Exercise description:
Pull out every line of text from the items below without changing anything, and leave the pictures out.

Supplied data:
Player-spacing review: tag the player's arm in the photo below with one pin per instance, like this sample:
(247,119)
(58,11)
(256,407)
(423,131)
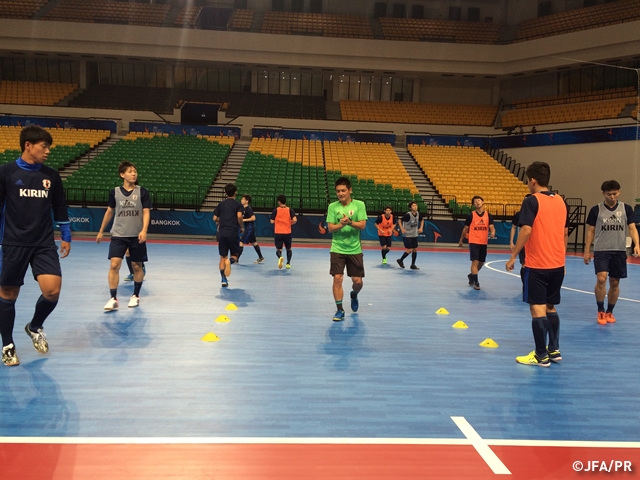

Task response:
Player-spacing review: tag the player's arm in the photo below with one pin per instance, like this sample:
(247,119)
(58,11)
(256,407)
(423,131)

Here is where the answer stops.